• **Exercise brief**: Nothing in the records may be altered, and no picture may be included. Restate them in full.

** Given information follows **

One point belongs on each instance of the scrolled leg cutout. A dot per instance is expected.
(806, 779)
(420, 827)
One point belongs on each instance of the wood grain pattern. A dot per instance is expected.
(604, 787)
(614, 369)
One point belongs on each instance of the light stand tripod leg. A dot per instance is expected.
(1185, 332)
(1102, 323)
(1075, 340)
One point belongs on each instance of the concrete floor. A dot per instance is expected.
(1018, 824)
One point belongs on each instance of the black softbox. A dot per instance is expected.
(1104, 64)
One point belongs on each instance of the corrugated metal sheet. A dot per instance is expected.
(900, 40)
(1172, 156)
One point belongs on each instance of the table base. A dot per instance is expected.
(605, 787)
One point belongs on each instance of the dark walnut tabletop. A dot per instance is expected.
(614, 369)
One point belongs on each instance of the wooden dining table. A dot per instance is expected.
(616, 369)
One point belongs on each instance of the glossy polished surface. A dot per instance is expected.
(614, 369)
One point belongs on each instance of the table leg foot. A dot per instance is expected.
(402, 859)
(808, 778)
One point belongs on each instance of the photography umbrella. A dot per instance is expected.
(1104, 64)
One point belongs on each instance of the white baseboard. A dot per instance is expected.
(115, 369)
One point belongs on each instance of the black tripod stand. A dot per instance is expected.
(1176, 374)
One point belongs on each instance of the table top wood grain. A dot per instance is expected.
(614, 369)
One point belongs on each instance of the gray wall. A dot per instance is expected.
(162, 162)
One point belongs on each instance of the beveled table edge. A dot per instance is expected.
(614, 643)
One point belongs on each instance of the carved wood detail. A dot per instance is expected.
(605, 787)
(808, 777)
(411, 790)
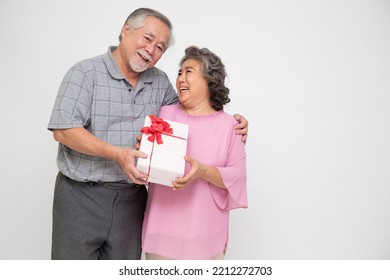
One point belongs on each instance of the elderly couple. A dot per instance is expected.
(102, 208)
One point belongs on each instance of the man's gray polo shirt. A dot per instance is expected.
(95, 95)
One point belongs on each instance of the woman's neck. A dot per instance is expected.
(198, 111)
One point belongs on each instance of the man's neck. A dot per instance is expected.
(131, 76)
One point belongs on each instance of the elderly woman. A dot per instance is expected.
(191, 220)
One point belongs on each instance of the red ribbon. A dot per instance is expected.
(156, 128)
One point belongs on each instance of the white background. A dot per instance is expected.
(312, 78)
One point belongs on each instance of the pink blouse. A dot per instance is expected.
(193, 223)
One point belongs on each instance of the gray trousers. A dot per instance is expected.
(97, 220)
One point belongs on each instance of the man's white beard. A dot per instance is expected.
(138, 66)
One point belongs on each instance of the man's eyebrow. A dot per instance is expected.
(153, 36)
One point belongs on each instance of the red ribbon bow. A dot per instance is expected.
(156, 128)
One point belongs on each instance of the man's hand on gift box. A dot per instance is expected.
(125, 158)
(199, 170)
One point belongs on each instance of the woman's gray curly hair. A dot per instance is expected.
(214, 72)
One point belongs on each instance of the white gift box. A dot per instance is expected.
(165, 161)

** End of Given information **

• **Solved problem**:
One point belongs on each instance of the scrolled leg cutout. A dot per instance is expected.
(806, 779)
(420, 827)
One point belongs on each instance of the wood grain pattern. A dot per instance is expected.
(604, 787)
(614, 369)
One point belongs on each instance of the light stand tripod leg. A dot per instance is expected.
(1185, 332)
(1102, 323)
(1075, 340)
One point belongs on each instance of the concrete floor. A dot per instance is expected.
(1018, 824)
One point belongs on each instance of the black softbox. A dot per instance is expected.
(1104, 64)
One point belongs on each instance of the corrugated metal sheet. A dot per instance is expected.
(900, 40)
(1172, 156)
One point belongs on each instance of the table base. A dot per instance is expected.
(605, 787)
One point belongs on each instance of the dark walnut tabletop. A dot per instance is expected.
(614, 369)
One point belongs on each instance of the wooden dining table. A dot per instance is expected.
(616, 369)
One point belongs on each instance of the glossy polished surface. A dot per instance is expected.
(614, 369)
One point belongs on each instance of the table leg foot. A dot per instance is expected.
(402, 859)
(808, 778)
One point belongs on each instance of the photography umbrella. A dot per instance is expected.
(1104, 64)
One point belongs on each instance of the white baseboard. A dot per instance is expected.
(115, 369)
One point belongs on each instance of the black tripod stand. A dot per instance is expected.
(1176, 374)
One point belongs on each instance of the table top wood grain. A dot per instance is expected.
(614, 369)
One point belongs on each instance of the gray wall. A dot per instance is expected.
(162, 162)
One point belongs on each instance of the beveled table edge. A dot per instance is expected.
(614, 643)
One point belongs on each instance of the carved wood detail. A dot per instance is expected.
(605, 787)
(808, 777)
(411, 790)
One point belongs on each instance of the elderly couple. A dot per instance is expected.
(102, 208)
One point belongs on each instance of the man's gray polo shirt. A dot per instance is expected.
(95, 95)
One point belongs on each instance of the woman's neck. A dot per instance is expected.
(198, 111)
One point belongs on each instance of the man's neck. A dot per instance is expected.
(131, 76)
One point belongs on each instance of the elderly woman. A dot per instance is expected.
(191, 220)
One point belongs on each instance of the red ribbon. A dot per instance is expected.
(156, 128)
One point belongs on each instance of the white background. A dot per instance is expected.
(312, 78)
One point belongs on each instance of the pink blouse. A dot per instance is expected.
(193, 223)
One point belongs on each instance of the gray trousers. A dot per instance is expected.
(97, 220)
One point belongs on each instance of the man's white beard. A dot per instance is expected.
(138, 66)
One point belongs on each instance of the man's eyebrow. A dot per instance is expected.
(153, 36)
One point belongs on each instance of the red ribbon bow. A dot per instance is expected.
(156, 128)
One point belongs on each instance of the man's hand on gift box. A dot per instance is expected.
(125, 158)
(199, 170)
One point belongs on each instance of the woman's gray curly hair. A dot per instance is expected.
(214, 72)
One point belongs on each instance of the white gift box. A dot per instance is expected.
(165, 161)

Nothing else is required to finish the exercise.